▶ VORGEGEBENER TEXTAUSZUG
▼

Die Veröffentlichung von Oshima u.a. in Chem. Pharm. Bull. 32 (1984), 3518 ff (K 13) betrifft die selektive Silylierung von Vitamin-D(3)-Derivaten. Sie konnte, wie der gerichtliche Sachverständige überzeugend angeben hat, dem Fachmann schon wegen der dort anders gelagerten Verhältnisse keinen Hinweis bieten, wie er die sich bei der Hemisynthese von Taxol stellenden Probleme anzugehen hatte.
IV. Auch der Nichtigkeitsgrund des Art. II § 6 Abs. 1 Nr. 2 IntPatÜG, Art. 138 Abs. 1 Buchst. b EPÜ liegt nicht vor. Dem Bundespatentgericht kann in seiner rechtlichen Bewertung nicht beigetreten werden, daß die im verteidigten Patentanspruch 1 unter Schutz gestellte Erfindung nicht so deutlich und vollständig offenbart sei, daß ein Fachmann sie nicht ausführen könne (Art. 84 EPÜ). Auch in der in Schweden ergangenen Entscheidung ist das Vorliegen dieses Nichtigkeitsgrunds verneint worden.

▲

[Gespeicherte Einträge]
▼

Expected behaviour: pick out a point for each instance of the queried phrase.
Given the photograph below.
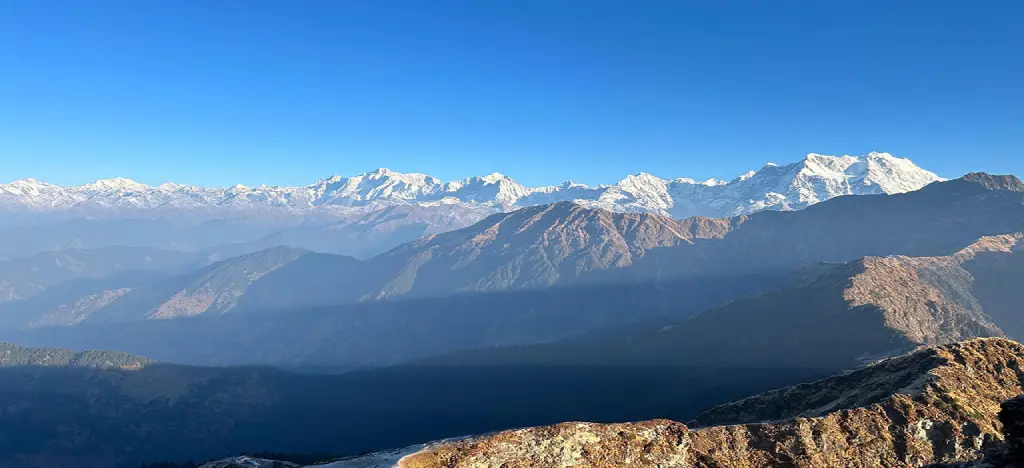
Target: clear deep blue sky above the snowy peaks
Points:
(282, 93)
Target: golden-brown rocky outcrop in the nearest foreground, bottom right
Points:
(936, 406)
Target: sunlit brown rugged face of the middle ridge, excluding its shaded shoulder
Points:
(529, 248)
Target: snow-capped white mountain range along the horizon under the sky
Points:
(792, 187)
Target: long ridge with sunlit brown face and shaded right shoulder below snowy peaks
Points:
(567, 244)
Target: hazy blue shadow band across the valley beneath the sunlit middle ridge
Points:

▲

Fasse den Textauszug in zwei Sätzen zusammen. Die Einträge sind hierfür ohne Bedeutung.

▶ GELÖSTE AUFGABE
Laut dem gerichtlichen Sachverständigen konnte die Veröffentlichung von Oshima u.a. über die selektive Silylierung von Vitamin-D(3)-Derivaten dem Fachmann keinen Hinweis geben, wie er die Probleme bei der Hemisynthese von Taxol angehen sollte. Entgegen der rechtlichen Bewertung des Bundespatentgerichts liegt auch der Nichtigkeitsgrund nach Art. II § 6 Abs. 1 Nr. 2 IntPatÜG und Art. 138 Abs. 1 Buchst. b EPÜ nicht vor, was auch die in Schweden ergangene Entscheidung verneint hat.